* [Stored items from a collection]:
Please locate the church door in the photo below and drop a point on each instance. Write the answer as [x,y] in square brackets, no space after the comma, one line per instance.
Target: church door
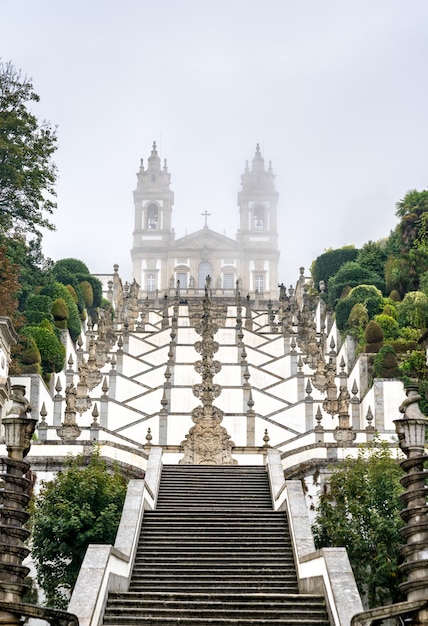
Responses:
[205,269]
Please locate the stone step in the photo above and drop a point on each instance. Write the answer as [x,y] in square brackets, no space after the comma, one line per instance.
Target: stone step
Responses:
[220,597]
[214,559]
[207,609]
[216,586]
[214,553]
[201,550]
[117,620]
[226,575]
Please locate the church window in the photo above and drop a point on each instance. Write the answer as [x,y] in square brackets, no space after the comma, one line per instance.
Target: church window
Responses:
[151,282]
[228,281]
[152,217]
[205,269]
[259,281]
[182,277]
[259,217]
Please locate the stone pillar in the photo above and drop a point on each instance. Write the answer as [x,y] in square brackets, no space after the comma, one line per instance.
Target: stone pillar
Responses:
[19,428]
[411,434]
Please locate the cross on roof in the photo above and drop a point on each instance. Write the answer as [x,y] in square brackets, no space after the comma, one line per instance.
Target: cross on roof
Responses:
[206,214]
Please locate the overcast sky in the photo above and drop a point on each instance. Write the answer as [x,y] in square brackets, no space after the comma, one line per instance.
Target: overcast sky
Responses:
[335,92]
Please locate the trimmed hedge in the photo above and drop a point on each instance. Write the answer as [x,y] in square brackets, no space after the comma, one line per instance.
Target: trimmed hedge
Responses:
[327,264]
[57,290]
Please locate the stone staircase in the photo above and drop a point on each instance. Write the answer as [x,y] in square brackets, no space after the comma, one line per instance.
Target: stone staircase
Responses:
[214,552]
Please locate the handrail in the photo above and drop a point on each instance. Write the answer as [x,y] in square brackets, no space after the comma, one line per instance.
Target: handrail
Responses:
[326,572]
[108,568]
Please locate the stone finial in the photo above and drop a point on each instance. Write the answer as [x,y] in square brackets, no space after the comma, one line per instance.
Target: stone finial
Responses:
[207,443]
[69,429]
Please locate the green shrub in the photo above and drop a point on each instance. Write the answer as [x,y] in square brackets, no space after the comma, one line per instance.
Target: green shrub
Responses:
[38,308]
[409,333]
[414,365]
[328,263]
[389,326]
[374,337]
[413,310]
[358,317]
[70,267]
[385,363]
[97,289]
[60,310]
[368,295]
[395,296]
[401,346]
[26,357]
[52,352]
[389,309]
[87,293]
[57,290]
[351,275]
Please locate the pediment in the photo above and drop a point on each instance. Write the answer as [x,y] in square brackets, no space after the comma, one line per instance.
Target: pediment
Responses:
[205,238]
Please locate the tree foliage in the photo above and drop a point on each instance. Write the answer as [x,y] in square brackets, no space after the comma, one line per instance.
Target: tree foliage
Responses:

* [DO THIS]: Output the lines above in full and exactly as given, omitting any pictures.

* [RESPONSE BELOW]:
Please locate the church door in the photo below and drop a point on each instance. Write the answer as [x,y] in square brackets, no space after the comma, one line per instance.
Target: church door
Responses:
[205,269]
Please locate the stone step in the photo above and drop a point on each instance. Write the answer as [x,y] in square brackets, no space after the comma, one line per instance.
Target: stone step
Responses:
[220,597]
[214,559]
[207,609]
[216,586]
[214,553]
[201,550]
[117,620]
[226,575]
Please locate the church window in the photo above and drop a point on each instance. Write the answer as [x,y] in square brackets, no space after the comma, one line per instance.
Target: church window
Responses:
[151,282]
[228,281]
[152,217]
[205,269]
[259,281]
[182,277]
[259,217]
Please locate the stone pillar in the photo above and drop a point on each instance. Write the answer as [x,y] in square brackets, no space after the comma, one line per instance.
Target: stone pillar
Responses:
[19,428]
[411,434]
Please locate the cross on roof in the photo above and drop a point on each instance. Write the answer as [x,y] in square brackets, no space after the comma, one line per instance.
Target: cross on roof
Responses:
[206,214]
Please locate the overcast sky in the photo above and drop a point on each instance. Write the answer as [x,y] in square brackets, no space after the comma, one line per instance.
Target: overcast sky
Responses:
[335,92]
Please locate the trimmed hedge in the photo above and drop a point on each instance. Write the answer as [x,y] in square brackets, no space after the comma, one line per instance.
Target: trimmed hedge
Responses:
[327,264]
[57,290]
Please locate the stone staircase in the photo above and drop a point on each instance. Write the answer as [x,y] in square brackets, no space after the comma, one line per instance.
Target: stone staircase
Responses:
[214,552]
Please locate the handrail in the photo above and drop a point on each instance. Write the answer as [x,y] in square brackets, no space after the comma, one line per instance.
Target: handrail
Responses:
[326,572]
[108,568]
Please locate the stone finial in the photo above and drop a point on each instance. Write the answer as [x,y] in square brackets, no space after the comma, one line per instance.
Target: stone finial
Responses:
[207,443]
[69,429]
Please locate the green shrub in the photo above and drop a point on each instance. Write the answer as [x,y] in square brackets, no space after the comma, one line per instance.
Target: green shrub
Responses:
[38,308]
[409,333]
[414,365]
[328,263]
[389,326]
[374,337]
[413,310]
[358,317]
[70,267]
[385,363]
[97,289]
[60,310]
[368,295]
[395,296]
[401,346]
[26,357]
[52,352]
[389,309]
[87,293]
[57,290]
[351,275]
Please locate the pediment in the photo above and drop a point on each instance. Write the answer as [x,y] in square brackets, no space after the comma, one line per instance.
Target: pediment
Responses:
[205,238]
Please locate the tree foliage in the photo above and drop a point on each instance. Write the answer as [x,y] in square brackets, no space after the comma, one line per instance.
Target: tree foliage
Responses:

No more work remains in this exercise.